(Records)

========================

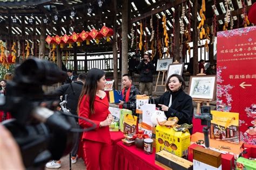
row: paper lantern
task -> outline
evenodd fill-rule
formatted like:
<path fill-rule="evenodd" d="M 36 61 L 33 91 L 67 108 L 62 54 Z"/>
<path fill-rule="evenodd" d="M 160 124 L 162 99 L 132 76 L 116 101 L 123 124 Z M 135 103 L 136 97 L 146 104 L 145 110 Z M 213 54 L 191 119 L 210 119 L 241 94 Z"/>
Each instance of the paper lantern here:
<path fill-rule="evenodd" d="M 113 36 L 113 30 L 107 27 L 105 25 L 100 30 L 100 32 L 104 36 L 107 38 L 107 42 L 110 41 L 110 37 Z"/>
<path fill-rule="evenodd" d="M 96 44 L 99 44 L 99 39 L 103 37 L 103 35 L 98 31 L 92 29 L 89 34 L 93 39 L 96 40 Z"/>

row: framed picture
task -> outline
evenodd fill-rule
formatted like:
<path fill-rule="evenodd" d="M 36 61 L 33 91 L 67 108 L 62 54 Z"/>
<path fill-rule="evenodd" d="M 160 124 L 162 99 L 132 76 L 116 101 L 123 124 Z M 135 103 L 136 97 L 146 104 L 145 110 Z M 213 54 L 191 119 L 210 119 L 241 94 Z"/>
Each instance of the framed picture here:
<path fill-rule="evenodd" d="M 157 71 L 167 71 L 168 66 L 170 64 L 172 63 L 172 58 L 158 59 L 157 61 Z"/>
<path fill-rule="evenodd" d="M 215 91 L 215 75 L 190 76 L 188 92 L 193 100 L 214 100 Z"/>
<path fill-rule="evenodd" d="M 113 90 L 113 84 L 114 81 L 107 81 L 104 88 L 104 91 L 111 91 Z"/>
<path fill-rule="evenodd" d="M 166 74 L 166 81 L 172 74 L 177 74 L 182 75 L 184 67 L 184 62 L 170 64 Z"/>

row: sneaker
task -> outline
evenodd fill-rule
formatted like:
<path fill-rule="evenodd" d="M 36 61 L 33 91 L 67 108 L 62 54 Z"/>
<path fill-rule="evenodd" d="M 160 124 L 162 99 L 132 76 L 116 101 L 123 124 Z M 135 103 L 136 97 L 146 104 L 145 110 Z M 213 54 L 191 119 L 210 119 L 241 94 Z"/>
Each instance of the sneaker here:
<path fill-rule="evenodd" d="M 51 162 L 48 162 L 45 165 L 45 167 L 48 168 L 59 168 L 62 166 L 60 164 L 60 161 L 53 160 Z"/>
<path fill-rule="evenodd" d="M 77 155 L 76 157 L 71 157 L 71 164 L 76 164 L 77 161 Z"/>

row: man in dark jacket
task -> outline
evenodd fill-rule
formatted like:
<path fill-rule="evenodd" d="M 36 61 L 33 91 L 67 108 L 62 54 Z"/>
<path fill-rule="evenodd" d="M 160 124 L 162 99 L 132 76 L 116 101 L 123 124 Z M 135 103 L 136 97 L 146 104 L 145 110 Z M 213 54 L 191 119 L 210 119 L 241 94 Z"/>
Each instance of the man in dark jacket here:
<path fill-rule="evenodd" d="M 152 95 L 153 88 L 153 73 L 155 67 L 153 63 L 150 61 L 149 54 L 145 54 L 143 59 L 137 66 L 137 69 L 139 72 L 139 91 L 142 94 L 145 94 L 146 89 L 149 95 Z"/>
<path fill-rule="evenodd" d="M 77 108 L 79 97 L 81 94 L 83 86 L 85 82 L 86 77 L 85 74 L 81 73 L 78 75 L 77 81 L 71 84 L 63 84 L 53 93 L 53 94 L 58 96 L 62 96 L 63 100 L 65 100 L 65 96 L 66 95 L 66 108 L 73 115 L 77 115 Z M 78 119 L 76 119 L 76 121 L 77 122 Z M 79 128 L 79 126 L 77 125 L 77 128 Z M 77 160 L 77 153 L 79 142 L 79 136 L 74 140 L 76 140 L 75 144 L 71 153 L 72 164 L 75 164 Z M 48 168 L 58 168 L 61 167 L 60 160 L 53 160 L 47 163 L 45 167 Z"/>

========================

# [DO THIS]
Copy all the entries word for word. Omit any pictures.

# [SOLUTION TO THIS PROBLEM]
row: paper lantern
task -> outline
evenodd fill-rule
formatted like:
<path fill-rule="evenodd" d="M 36 61 L 33 91 L 67 108 L 62 54 Z"/>
<path fill-rule="evenodd" d="M 160 124 L 162 99 L 132 76 L 116 101 L 123 124 Z M 135 103 L 136 97 L 146 104 L 145 110 Z M 213 54 L 191 119 L 210 119 L 241 94 Z"/>
Each instance of the paper lantern here:
<path fill-rule="evenodd" d="M 113 36 L 113 30 L 107 27 L 105 25 L 100 30 L 100 32 L 104 36 L 107 38 L 107 42 L 110 41 L 110 37 Z"/>
<path fill-rule="evenodd" d="M 96 44 L 99 44 L 99 39 L 103 37 L 103 35 L 98 31 L 92 29 L 89 34 L 93 39 L 96 40 Z"/>

row: framed picture
task -> outline
evenodd fill-rule
formatted like:
<path fill-rule="evenodd" d="M 36 61 L 33 91 L 67 108 L 62 54 Z"/>
<path fill-rule="evenodd" d="M 160 124 L 162 99 L 132 76 L 116 101 L 123 124 Z M 135 103 L 136 97 L 146 104 L 145 110 Z M 213 54 L 191 119 L 210 119 L 241 94 Z"/>
Each instance of the framed picture here:
<path fill-rule="evenodd" d="M 157 71 L 167 71 L 168 66 L 170 64 L 172 63 L 172 58 L 158 59 L 157 61 Z"/>
<path fill-rule="evenodd" d="M 215 91 L 215 75 L 190 76 L 188 92 L 193 100 L 214 100 Z"/>
<path fill-rule="evenodd" d="M 113 90 L 113 84 L 114 81 L 107 81 L 104 88 L 104 91 L 111 91 Z"/>
<path fill-rule="evenodd" d="M 166 74 L 166 81 L 172 74 L 177 74 L 182 75 L 184 67 L 184 62 L 170 64 Z"/>

row: sneaker
task -> outline
evenodd fill-rule
formatted like:
<path fill-rule="evenodd" d="M 36 61 L 33 91 L 67 108 L 62 54 Z"/>
<path fill-rule="evenodd" d="M 160 124 L 162 99 L 132 76 L 116 101 L 123 124 Z M 135 103 L 136 97 L 146 104 L 145 110 Z M 213 54 L 191 119 L 210 119 L 241 94 Z"/>
Each instance of the sneaker here:
<path fill-rule="evenodd" d="M 51 162 L 48 162 L 45 165 L 45 167 L 48 168 L 59 168 L 62 166 L 60 164 L 60 161 L 53 160 Z"/>
<path fill-rule="evenodd" d="M 77 155 L 76 157 L 71 157 L 71 164 L 76 164 L 77 161 Z"/>

row: man in dark jacket
task -> outline
evenodd fill-rule
formatted like:
<path fill-rule="evenodd" d="M 36 61 L 33 91 L 67 108 L 62 54 Z"/>
<path fill-rule="evenodd" d="M 160 124 L 162 99 L 132 76 L 116 101 L 123 124 Z M 135 103 L 136 97 L 146 104 L 145 110 Z M 213 54 L 191 119 L 210 119 L 241 94 Z"/>
Each instance of the man in dark jacket here:
<path fill-rule="evenodd" d="M 152 95 L 153 88 L 153 73 L 155 67 L 153 63 L 150 61 L 149 54 L 145 54 L 143 59 L 137 66 L 137 69 L 139 72 L 139 91 L 142 94 L 145 94 L 146 89 L 149 95 Z"/>
<path fill-rule="evenodd" d="M 77 108 L 79 97 L 81 94 L 83 86 L 85 82 L 86 77 L 85 74 L 81 73 L 78 75 L 77 81 L 71 84 L 63 84 L 53 93 L 53 94 L 58 96 L 62 96 L 63 100 L 65 100 L 65 96 L 66 95 L 66 108 L 73 115 L 77 115 Z M 78 119 L 76 119 L 76 121 L 77 122 Z M 79 128 L 79 126 L 77 125 L 77 128 Z M 77 160 L 77 153 L 79 142 L 79 136 L 74 140 L 76 140 L 75 144 L 71 153 L 72 164 L 75 164 Z M 48 168 L 58 168 L 61 167 L 60 160 L 53 160 L 47 163 L 45 167 Z"/>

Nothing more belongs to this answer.